**Tarea asignada 1:** Junta todas las líneas del listado en las que aparezca la palabra "logo" y cópialas tal cual.

**Fragmento de página:**
>>>>

Praefatium praeparabolicum
Cuando era chico, a los partidos de fútbol acudían “hinchas” no solamente del equipo local, sino también del visitante. Ir a la cancha era una fiesta. Y no sólo por poder ver en vivo y en directo un partido, sino por el espectáculo de cinco sentidos que la rivalidad entre las dos hinchadas desplegaba antes y durante el encuentro. Los colores, la profusión de papelitos y cintas, los bombos y trompetas, las bengalas luminosas, el olor de los petardos humeantes y el ingenio de los estribillos hirientes que las opuestas tribunas alternaban constituía -sobre todo en los “clásicos”- un programa tanto o más cautivante que el deporte mismo que se disputaba allá abajo. Parece mentira tener que contarlo, pero así ha de ser.
Una de las hazañas más altas de la que una hinchada podía
ufanarse ante la barra rival era la de haberle robado la bandera. “¡Le
afanamo’ la bandeeeeera, que la vengan a buscar!” -cantaban en un delirio de
pasión, ostentando, entre todos los “trapos” propios, algunos del color contrario.
Bandera de los invasores ingleses capturada en la Reconquista (12 de agosto de 1806). Iglesia de Santo Domingo, Buenos Ayres. |
La bandera robada
-Escuche entonces, m' hijo, lo que pasó una vez entre los dos
equipos de Villa Nosei, en el profundo conurbano porteño.

<<<<

**Tarea asignada 2:** Transcribe completo el texto de arriba sobre la bandera robada, sin cambiar nada.

[Entradas para señalar y etiquetar]
>>>>

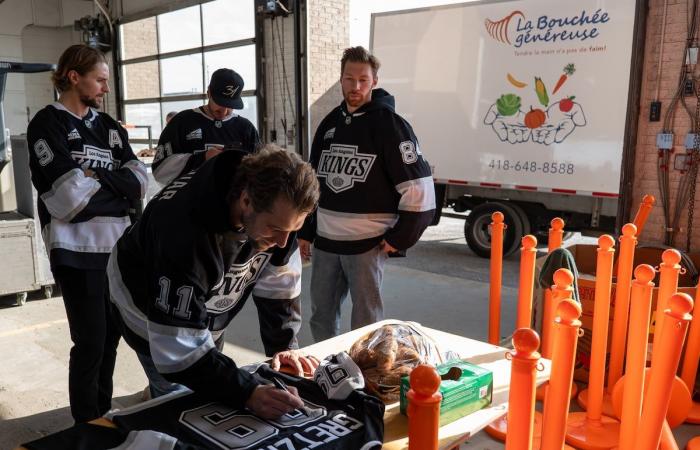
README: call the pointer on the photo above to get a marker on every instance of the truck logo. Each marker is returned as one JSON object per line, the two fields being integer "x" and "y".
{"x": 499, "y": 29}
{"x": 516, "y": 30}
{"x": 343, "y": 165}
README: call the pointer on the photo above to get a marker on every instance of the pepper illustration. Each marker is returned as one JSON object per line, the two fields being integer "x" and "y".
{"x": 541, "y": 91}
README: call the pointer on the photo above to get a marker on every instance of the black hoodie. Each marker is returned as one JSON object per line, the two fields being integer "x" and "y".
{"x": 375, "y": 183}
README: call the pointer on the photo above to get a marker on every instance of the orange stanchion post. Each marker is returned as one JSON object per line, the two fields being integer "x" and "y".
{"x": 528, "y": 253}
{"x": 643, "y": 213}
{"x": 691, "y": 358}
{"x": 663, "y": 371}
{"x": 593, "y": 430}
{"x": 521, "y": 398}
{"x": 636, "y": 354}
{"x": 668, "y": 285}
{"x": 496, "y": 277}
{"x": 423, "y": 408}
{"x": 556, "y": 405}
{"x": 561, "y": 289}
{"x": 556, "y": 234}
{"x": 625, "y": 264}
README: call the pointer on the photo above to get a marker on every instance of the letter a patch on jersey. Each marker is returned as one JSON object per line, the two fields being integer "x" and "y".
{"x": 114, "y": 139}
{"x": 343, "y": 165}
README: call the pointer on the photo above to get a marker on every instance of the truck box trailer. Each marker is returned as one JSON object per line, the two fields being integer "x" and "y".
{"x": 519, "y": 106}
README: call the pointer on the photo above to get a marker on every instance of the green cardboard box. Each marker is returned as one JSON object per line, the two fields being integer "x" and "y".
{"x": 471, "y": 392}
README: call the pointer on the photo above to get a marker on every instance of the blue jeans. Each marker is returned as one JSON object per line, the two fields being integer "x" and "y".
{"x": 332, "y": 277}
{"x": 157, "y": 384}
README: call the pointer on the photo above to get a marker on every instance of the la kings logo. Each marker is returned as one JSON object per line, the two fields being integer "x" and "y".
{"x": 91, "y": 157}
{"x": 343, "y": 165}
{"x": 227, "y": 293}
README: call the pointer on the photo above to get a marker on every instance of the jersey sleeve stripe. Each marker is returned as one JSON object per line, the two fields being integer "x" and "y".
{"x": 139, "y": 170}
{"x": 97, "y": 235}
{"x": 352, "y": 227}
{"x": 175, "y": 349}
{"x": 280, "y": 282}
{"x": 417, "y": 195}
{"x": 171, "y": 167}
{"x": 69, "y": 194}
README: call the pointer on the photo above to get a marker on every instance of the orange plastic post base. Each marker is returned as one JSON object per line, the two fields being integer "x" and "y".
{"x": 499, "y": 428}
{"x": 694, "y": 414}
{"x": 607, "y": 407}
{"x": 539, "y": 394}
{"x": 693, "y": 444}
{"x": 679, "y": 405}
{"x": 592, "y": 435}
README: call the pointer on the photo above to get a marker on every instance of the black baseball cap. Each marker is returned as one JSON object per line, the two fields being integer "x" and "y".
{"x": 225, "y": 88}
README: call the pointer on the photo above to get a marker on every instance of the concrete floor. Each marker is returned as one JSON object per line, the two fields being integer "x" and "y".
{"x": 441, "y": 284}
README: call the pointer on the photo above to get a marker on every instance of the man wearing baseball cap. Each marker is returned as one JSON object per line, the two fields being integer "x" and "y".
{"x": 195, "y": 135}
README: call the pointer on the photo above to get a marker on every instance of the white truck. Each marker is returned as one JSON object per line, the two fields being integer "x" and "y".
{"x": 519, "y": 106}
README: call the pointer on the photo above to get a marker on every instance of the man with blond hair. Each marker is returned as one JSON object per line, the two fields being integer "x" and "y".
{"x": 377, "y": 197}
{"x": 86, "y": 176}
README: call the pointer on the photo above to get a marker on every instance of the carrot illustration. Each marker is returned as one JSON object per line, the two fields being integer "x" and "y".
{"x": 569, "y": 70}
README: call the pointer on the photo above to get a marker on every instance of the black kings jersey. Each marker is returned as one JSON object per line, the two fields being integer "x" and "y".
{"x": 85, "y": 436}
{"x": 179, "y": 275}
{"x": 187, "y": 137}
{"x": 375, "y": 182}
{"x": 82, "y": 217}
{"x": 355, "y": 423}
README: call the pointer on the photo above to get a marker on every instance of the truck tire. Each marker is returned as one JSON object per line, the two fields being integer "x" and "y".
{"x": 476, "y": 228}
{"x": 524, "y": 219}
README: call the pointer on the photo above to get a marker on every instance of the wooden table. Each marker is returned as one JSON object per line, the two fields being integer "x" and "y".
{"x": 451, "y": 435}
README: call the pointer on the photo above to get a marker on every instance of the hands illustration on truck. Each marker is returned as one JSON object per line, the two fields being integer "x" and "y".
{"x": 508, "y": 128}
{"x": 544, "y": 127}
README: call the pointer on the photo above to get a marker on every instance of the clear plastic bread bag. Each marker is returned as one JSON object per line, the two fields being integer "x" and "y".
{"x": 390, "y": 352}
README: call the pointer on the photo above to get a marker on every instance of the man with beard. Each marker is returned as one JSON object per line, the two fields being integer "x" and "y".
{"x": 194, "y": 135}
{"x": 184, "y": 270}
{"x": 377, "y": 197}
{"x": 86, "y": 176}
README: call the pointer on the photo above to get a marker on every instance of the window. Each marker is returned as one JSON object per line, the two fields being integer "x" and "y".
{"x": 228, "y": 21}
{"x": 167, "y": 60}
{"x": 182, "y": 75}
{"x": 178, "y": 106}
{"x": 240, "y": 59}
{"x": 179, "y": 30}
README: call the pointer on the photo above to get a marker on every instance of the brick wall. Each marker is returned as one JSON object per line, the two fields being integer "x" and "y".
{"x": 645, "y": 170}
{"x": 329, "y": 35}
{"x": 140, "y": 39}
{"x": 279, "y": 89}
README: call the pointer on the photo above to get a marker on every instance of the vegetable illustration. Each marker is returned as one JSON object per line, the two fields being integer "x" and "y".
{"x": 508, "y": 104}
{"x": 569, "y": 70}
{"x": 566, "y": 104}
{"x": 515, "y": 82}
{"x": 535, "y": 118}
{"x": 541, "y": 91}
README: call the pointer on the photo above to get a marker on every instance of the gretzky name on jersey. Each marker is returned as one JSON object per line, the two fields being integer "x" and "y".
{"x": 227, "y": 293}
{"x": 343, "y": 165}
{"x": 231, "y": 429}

<<<<
>>>>

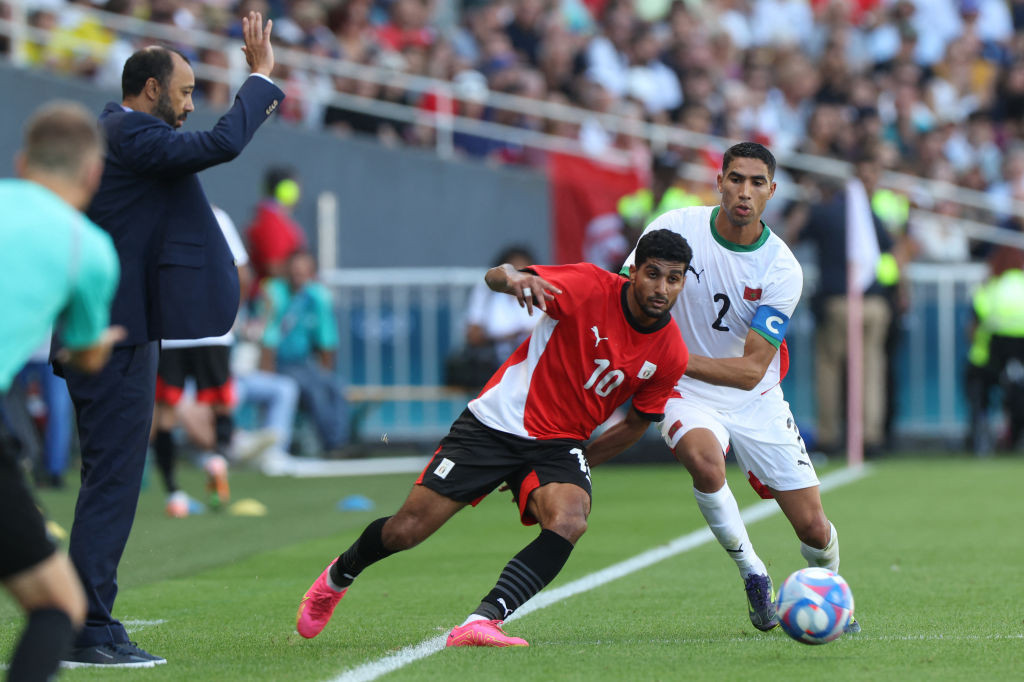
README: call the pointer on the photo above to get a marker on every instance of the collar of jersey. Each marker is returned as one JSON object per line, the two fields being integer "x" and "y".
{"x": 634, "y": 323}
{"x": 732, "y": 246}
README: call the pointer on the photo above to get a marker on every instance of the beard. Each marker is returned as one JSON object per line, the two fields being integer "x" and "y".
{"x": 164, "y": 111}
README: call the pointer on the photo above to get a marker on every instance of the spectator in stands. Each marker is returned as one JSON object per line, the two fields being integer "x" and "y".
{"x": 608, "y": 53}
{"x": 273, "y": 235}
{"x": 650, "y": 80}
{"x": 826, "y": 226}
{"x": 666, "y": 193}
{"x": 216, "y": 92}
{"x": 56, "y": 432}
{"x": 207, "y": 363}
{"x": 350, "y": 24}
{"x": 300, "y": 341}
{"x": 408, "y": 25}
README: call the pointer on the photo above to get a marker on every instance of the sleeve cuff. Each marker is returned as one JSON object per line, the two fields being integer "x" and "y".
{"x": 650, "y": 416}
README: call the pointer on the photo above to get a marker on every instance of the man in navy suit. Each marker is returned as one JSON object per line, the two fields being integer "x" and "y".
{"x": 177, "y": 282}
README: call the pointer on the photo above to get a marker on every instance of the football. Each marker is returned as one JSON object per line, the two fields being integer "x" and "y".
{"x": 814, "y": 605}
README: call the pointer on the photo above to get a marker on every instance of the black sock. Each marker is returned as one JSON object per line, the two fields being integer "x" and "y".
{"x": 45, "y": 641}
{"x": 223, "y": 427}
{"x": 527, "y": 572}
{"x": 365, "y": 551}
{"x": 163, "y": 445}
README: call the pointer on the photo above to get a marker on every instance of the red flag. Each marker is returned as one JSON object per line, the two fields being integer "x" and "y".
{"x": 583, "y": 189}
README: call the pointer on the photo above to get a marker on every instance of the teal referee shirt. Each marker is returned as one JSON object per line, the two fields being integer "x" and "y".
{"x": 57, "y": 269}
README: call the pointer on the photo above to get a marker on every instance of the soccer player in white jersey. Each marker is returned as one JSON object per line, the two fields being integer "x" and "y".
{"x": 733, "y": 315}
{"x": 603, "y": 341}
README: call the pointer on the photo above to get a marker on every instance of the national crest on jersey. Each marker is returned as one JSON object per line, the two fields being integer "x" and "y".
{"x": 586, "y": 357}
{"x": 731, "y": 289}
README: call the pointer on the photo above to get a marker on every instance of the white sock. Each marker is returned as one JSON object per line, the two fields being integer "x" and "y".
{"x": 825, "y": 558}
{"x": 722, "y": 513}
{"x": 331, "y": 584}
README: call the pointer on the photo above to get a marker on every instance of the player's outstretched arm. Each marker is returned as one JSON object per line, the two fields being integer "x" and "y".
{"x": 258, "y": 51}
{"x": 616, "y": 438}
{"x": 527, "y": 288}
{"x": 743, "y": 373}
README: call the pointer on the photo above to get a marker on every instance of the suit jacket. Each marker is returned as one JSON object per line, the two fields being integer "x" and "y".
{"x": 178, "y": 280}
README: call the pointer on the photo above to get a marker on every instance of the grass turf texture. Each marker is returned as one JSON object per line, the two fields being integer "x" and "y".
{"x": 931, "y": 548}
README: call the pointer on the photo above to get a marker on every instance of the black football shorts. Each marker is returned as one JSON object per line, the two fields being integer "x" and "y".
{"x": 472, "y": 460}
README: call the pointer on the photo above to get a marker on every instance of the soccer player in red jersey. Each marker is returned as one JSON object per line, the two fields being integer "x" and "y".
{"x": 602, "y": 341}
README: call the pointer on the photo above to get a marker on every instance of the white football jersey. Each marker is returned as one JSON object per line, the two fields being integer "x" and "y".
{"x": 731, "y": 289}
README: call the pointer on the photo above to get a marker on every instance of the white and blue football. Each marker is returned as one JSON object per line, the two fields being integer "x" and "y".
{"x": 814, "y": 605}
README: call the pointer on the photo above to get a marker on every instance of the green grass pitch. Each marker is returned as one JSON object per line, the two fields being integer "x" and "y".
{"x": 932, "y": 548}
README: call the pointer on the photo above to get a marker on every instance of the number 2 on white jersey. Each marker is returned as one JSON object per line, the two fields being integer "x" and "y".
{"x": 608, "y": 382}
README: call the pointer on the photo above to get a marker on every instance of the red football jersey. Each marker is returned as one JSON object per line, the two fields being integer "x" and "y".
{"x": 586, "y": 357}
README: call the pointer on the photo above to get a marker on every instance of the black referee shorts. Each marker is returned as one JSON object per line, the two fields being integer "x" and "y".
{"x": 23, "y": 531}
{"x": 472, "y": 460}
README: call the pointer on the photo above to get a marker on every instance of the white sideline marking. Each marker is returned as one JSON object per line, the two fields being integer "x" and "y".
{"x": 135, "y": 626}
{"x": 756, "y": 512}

<<<<

**Resultado del ejercicio 1:**
README: call the pointer on the photo above to get a marker on every instance of the truck logo. Each marker is returned as one JSON object per line, the two fields being integer "x" and "y".
README: call the pointer on the photo above to get a marker on every instance of the la kings logo. Each marker is returned as one JSON object per line, the two fields being integer "x" and "y".

**Resultado del ejercicio 2:**
Praefatium praeparabolicum
Cuando era chico, a los partidos de fútbol acudían “hinchas” no solamente del equipo local, sino también del visitante. Ir a la cancha era una fiesta. Y no sólo por poder ver en vivo y en directo un partido, sino por el espectáculo de cinco sentidos que la rivalidad entre las dos hinchadas desplegaba antes y durante el encuentro. Los colores, la profusión de papelitos y cintas, los bombos y trompetas, las bengalas luminosas, el olor de los petardos humeantes y el ingenio de los estribillos hirientes que las opuestas tribunas alternaban constituía -sobre todo en los “clásicos”- un programa tanto o más cautivante que el deporte mismo que se disputaba allá abajo. Parece mentira tener que contarlo, pero así ha de ser.
Una de las hazañas más altas de la que una hinchada podía
ufanarse ante la barra rival era la de haberle robado la bandera. “¡Le
afanamo’ la bandeeeeera, que la vengan a buscar!” -cantaban en un delirio de
pasión, ostentando, entre todos los “trapos” propios, algunos del color contrario.
Bandera de los invasores ingleses capturada en la Reconquista (12 de agosto de 1806). Iglesia de Santo Domingo, Buenos Ayres. |
La bandera robada
-Escuche entonces, m' hijo, lo que pasó una vez entre los dos
equipos de Villa Nosei, en el profundo conurbano porteño.